WHAT THE TASK ASKS | Select every line in the records below that contains the string "road", and copy each such line.

RECORDS FOR THE EXERCISE |
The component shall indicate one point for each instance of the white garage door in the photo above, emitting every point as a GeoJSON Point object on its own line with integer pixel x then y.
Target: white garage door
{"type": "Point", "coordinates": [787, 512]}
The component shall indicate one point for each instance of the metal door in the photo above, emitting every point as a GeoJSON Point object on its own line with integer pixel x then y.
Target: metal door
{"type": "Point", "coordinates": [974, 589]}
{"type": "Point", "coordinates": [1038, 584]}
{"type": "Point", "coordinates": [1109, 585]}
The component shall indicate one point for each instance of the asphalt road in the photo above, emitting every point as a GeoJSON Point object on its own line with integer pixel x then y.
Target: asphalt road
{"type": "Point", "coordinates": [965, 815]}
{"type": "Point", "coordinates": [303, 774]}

==

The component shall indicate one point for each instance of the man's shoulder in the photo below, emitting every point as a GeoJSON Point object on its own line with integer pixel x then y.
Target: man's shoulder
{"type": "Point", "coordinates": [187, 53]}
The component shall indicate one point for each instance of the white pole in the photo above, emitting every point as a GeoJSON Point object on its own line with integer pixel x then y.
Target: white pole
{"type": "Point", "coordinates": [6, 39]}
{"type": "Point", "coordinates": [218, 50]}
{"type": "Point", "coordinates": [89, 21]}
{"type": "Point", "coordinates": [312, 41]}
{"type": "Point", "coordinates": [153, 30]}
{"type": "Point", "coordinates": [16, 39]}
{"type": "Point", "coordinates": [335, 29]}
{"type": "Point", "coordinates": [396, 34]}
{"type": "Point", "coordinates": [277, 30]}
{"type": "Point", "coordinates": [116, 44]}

---

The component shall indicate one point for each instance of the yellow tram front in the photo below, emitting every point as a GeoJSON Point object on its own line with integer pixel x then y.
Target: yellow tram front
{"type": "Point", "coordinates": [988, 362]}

OUTPUT FOR THIS EXERCISE |
The component shall indicate one point for each instance of the asphalt road in the photo above, emitting every point as a GeoJSON Point object on its own line with integer pixel x then y.
Target: asphalt road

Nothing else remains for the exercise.